• SHORT EXERCISE 1
In the mailing-list post, what does the Norwegian executive typically wear to a dinner party?

• EXCERPT
****************************************

Re: socially selected memes

Ilfryn PRICE (
Mon, 26 Jul 1999 10:09:06 +0100

Date: Mon, 26 Jul 1999 10:09:06 +0100
Subject: Re: socially selected memes
From: (Ilfryn PRICE)

Raymond, you asked

>Are there any texts out there that have addressed this specific set of
>contrasts? I would be interested in finding out what others have had to

Your example is uncannily similar to the one with which Ray Shaw and I opened Shifting the Patterns. I try not to quote my own
work too much on this list but here goes this time:

In most British and American corporations the accepted management dress code is still the business suit. In many, the cut of
that suit and even the colour and make of the shirt and tie that accompany it, has a considerable impact on ones managerial
career. Image counts, right? In Norway, by contrast, the prevailing dress code often embraces an informality that the visitor
finds hard to understand. On social occasions the contrast is reversed. For a dinner party our Anglo-Saxon executive is likely
to dress down. Smart-casual rules. His Norwegian opposite number is likely to wear a suit. Dressing up for the party is seen
as a courtesy to the host.

Such harmless conventions, understood and accepted by all concerned, assist the smooth functioning of formal and informal
social gatherings, whether they be parties or companies. They may be seen as trivial examples of what this book is about:
the taken-for-granted codes or norms of behaviour which exist in all forms of human organisation.

****************************************

[Stored records]
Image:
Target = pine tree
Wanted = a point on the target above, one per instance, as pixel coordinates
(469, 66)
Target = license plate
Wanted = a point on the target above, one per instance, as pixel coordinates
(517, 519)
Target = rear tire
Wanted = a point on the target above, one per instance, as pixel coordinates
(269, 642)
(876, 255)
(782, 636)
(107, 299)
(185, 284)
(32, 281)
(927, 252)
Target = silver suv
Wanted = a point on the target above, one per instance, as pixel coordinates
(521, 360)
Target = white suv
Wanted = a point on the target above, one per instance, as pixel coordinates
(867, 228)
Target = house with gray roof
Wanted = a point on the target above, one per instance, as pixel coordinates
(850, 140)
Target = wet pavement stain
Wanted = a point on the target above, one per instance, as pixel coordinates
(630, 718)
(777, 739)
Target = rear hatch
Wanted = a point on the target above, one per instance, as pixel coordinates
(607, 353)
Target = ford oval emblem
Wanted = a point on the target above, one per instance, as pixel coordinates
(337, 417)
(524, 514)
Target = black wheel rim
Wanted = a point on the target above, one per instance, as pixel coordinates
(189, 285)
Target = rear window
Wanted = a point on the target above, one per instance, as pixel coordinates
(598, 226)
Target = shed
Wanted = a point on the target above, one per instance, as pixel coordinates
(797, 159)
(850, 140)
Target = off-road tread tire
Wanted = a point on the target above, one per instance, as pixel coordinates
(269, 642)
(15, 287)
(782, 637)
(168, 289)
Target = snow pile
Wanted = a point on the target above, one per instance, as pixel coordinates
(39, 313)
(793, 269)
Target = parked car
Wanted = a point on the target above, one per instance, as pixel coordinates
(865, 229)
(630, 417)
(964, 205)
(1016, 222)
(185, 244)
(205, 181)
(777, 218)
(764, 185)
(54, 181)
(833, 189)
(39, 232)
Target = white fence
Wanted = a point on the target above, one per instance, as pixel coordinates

****************************************

• SHORT EXERCISE 2
Gather every line of the listing that contains the string "white". Case counts.

• FULL RESPONSE 1
A suit.

• FULL RESPONSE 2
Target = white suv
Target = white fence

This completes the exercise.